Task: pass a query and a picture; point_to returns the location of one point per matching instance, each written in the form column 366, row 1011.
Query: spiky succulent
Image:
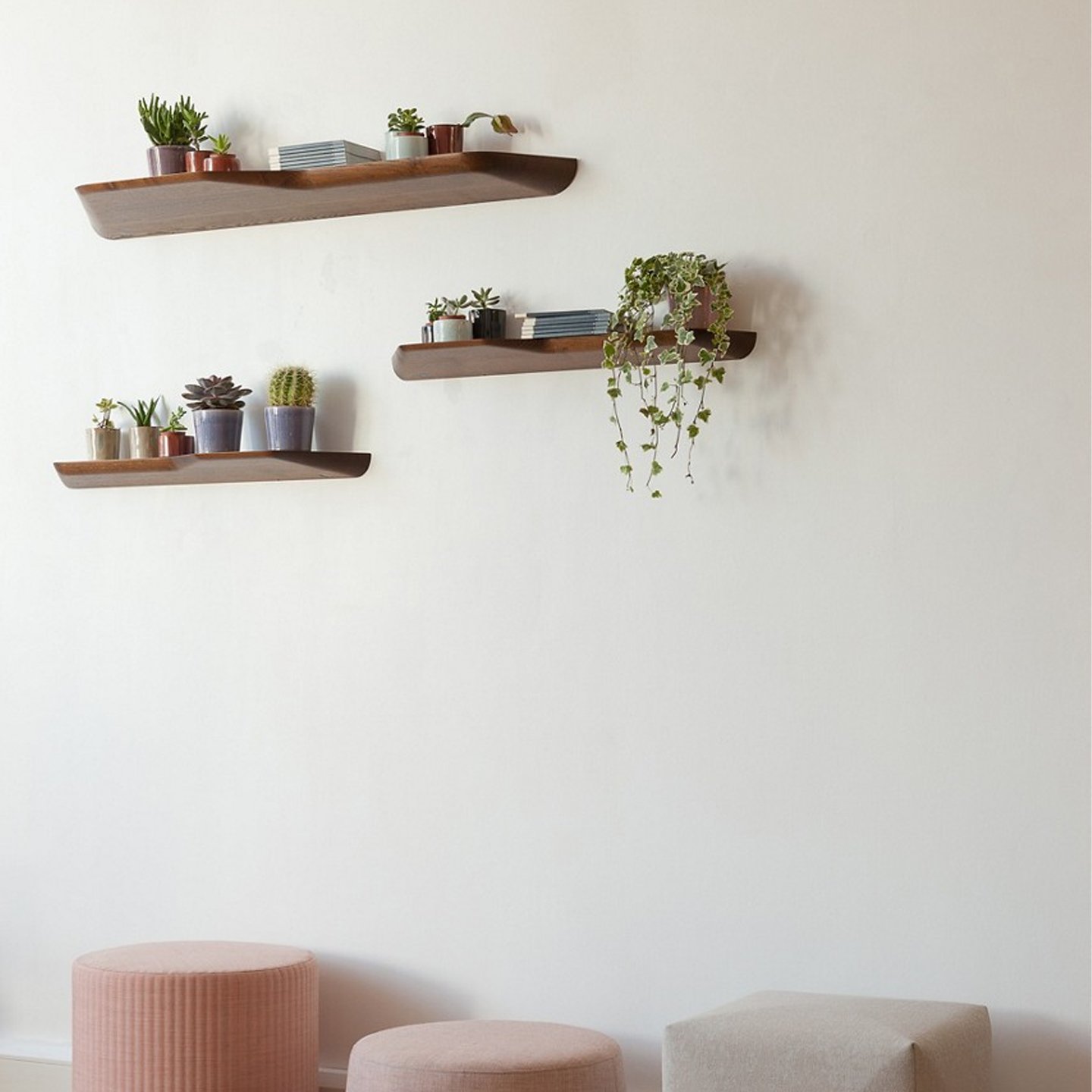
column 292, row 386
column 215, row 394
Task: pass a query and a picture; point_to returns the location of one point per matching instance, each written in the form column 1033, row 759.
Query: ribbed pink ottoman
column 196, row 1017
column 486, row 1056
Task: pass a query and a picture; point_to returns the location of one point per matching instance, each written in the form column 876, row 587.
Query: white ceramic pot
column 451, row 329
column 406, row 146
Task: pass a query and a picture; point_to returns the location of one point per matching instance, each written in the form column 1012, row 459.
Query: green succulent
column 215, row 394
column 163, row 124
column 405, row 121
column 292, row 386
column 143, row 413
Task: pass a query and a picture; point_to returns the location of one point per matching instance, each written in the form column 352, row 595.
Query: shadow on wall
column 357, row 997
column 1032, row 1054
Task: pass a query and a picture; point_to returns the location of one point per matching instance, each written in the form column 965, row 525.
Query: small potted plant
column 488, row 319
column 144, row 435
column 290, row 416
column 449, row 138
column 221, row 156
column 452, row 325
column 633, row 359
column 404, row 136
column 218, row 413
column 193, row 121
column 166, row 129
column 174, row 439
column 104, row 441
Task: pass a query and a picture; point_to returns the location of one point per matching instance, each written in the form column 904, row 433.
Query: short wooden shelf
column 220, row 466
column 171, row 205
column 516, row 357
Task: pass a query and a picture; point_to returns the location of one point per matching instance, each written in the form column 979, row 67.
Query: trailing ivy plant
column 672, row 402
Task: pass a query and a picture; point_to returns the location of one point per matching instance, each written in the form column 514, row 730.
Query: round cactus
column 292, row 386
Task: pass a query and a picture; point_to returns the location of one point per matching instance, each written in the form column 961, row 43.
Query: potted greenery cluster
column 670, row 389
column 290, row 416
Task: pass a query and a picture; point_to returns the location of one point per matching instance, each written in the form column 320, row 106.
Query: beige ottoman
column 486, row 1056
column 196, row 1017
column 816, row 1043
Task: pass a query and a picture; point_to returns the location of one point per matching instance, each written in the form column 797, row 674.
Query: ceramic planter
column 489, row 322
column 444, row 139
column 216, row 161
column 144, row 441
column 406, row 146
column 218, row 429
column 451, row 328
column 104, row 442
column 166, row 159
column 176, row 444
column 290, row 428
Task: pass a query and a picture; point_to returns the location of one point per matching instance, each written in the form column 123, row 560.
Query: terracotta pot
column 218, row 162
column 176, row 444
column 166, row 159
column 444, row 139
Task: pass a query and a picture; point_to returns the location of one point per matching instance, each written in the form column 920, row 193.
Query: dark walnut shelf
column 171, row 205
column 516, row 357
column 220, row 466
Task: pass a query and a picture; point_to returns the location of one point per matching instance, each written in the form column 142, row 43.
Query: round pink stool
column 196, row 1017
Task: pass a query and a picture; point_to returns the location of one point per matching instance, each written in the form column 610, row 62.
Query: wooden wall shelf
column 516, row 357
column 171, row 205
column 221, row 466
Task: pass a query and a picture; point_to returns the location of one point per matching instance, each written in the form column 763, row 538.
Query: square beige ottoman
column 779, row 1042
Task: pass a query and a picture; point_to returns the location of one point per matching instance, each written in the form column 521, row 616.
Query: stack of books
column 563, row 323
column 323, row 153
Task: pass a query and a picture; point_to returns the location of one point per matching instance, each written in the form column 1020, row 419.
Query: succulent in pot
column 452, row 325
column 193, row 121
column 290, row 416
column 404, row 136
column 216, row 403
column 489, row 320
column 144, row 435
column 166, row 129
column 174, row 439
column 221, row 156
column 104, row 441
column 449, row 138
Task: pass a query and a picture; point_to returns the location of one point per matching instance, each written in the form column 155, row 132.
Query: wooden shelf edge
column 214, row 469
column 520, row 357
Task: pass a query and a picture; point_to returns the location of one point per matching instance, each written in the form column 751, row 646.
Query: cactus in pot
column 216, row 403
column 290, row 416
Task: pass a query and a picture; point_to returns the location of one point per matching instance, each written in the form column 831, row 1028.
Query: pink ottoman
column 486, row 1056
column 196, row 1017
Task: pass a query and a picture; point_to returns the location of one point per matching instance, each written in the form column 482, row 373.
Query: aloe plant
column 292, row 386
column 143, row 413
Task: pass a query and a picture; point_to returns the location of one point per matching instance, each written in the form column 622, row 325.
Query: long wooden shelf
column 171, row 205
column 516, row 357
column 218, row 466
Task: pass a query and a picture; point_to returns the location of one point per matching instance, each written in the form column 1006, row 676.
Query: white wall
column 489, row 735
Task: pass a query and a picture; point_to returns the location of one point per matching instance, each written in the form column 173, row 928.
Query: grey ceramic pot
column 290, row 428
column 218, row 429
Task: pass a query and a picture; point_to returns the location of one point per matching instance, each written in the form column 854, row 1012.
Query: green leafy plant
column 163, row 124
column 193, row 123
column 484, row 298
column 500, row 123
column 105, row 407
column 175, row 421
column 633, row 357
column 292, row 386
column 405, row 121
column 215, row 394
column 143, row 413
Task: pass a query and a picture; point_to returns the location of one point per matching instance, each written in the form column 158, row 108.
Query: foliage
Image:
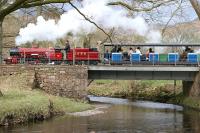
column 22, row 105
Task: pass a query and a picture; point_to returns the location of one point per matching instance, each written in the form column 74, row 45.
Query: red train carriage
column 83, row 56
column 52, row 55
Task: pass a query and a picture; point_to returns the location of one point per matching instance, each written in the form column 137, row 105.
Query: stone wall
column 70, row 81
column 63, row 80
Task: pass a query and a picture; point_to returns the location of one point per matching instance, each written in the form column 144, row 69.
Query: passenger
column 130, row 52
column 67, row 46
column 147, row 54
column 119, row 50
column 107, row 55
column 137, row 50
column 187, row 50
column 114, row 49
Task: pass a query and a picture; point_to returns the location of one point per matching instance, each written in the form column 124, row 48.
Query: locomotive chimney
column 34, row 45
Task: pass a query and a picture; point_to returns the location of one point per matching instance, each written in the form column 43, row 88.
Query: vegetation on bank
column 154, row 90
column 20, row 103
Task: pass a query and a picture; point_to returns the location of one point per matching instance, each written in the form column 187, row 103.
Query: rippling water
column 121, row 116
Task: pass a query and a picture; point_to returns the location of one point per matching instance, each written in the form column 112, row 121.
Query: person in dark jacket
column 67, row 46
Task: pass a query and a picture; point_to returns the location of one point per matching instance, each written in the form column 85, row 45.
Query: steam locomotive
column 91, row 56
column 53, row 55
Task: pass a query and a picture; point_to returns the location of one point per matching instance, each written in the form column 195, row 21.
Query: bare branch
column 196, row 6
column 155, row 4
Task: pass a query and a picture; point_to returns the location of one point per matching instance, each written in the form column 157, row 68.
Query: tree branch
column 135, row 9
column 196, row 5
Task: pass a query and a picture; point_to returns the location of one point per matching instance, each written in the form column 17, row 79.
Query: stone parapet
column 62, row 80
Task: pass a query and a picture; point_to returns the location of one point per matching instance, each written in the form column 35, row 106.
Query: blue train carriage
column 173, row 58
column 117, row 58
column 154, row 57
column 192, row 58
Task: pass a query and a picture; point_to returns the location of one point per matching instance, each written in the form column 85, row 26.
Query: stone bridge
column 72, row 81
column 68, row 81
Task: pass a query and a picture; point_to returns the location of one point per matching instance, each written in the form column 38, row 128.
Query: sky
column 105, row 16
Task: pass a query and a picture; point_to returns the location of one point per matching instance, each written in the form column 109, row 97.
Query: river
column 120, row 116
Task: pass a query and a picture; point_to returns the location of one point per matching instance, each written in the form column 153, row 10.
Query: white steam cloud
column 72, row 21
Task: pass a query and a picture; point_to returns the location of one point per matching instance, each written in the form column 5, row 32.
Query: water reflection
column 123, row 116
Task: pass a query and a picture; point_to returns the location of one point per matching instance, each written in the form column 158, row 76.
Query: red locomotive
column 53, row 55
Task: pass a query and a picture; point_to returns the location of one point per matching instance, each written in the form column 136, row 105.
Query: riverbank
column 157, row 91
column 20, row 103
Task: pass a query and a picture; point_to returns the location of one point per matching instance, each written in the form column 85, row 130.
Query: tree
column 9, row 6
column 196, row 5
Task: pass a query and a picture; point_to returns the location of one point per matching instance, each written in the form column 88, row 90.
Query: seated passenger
column 183, row 56
column 147, row 54
column 67, row 46
column 137, row 50
column 106, row 55
column 130, row 52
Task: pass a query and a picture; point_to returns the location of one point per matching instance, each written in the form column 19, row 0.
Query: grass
column 20, row 103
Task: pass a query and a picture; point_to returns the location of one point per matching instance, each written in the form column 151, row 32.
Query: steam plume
column 72, row 21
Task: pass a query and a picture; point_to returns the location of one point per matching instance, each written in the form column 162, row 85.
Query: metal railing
column 92, row 58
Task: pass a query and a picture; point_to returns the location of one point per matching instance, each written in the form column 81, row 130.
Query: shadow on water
column 121, row 116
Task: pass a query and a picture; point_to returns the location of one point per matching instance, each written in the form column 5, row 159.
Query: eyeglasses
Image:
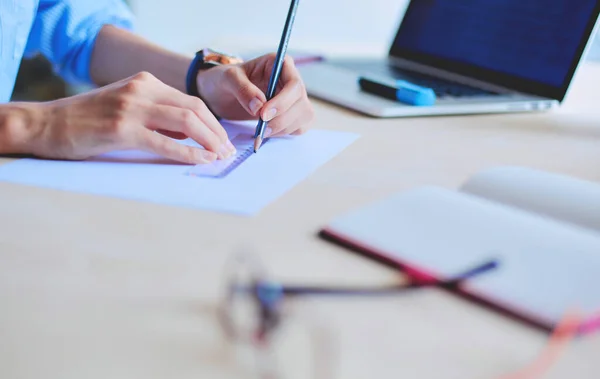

• • • •

| What you are asked to do |
Your answer should consist of the lines from the line with "610, row 62." to the line with "521, row 616." above, repeated exactly, both ends included.

| Solution for this problem |
Task: pass a query and a picture; point_to returns the location of one point per matching instance, each written in the form column 610, row 62.
Query: wooden wall shelf
column 516, row 357
column 171, row 205
column 221, row 466
Task: pass a query and a picture; point_to returns the location of one point per matching instance, each written in the form column 763, row 538.
Query: square beige ottoman
column 779, row 1042
Task: pass a query and a picture; point_to returns the location of one point per matching instance, each written in the form column 521, row 616.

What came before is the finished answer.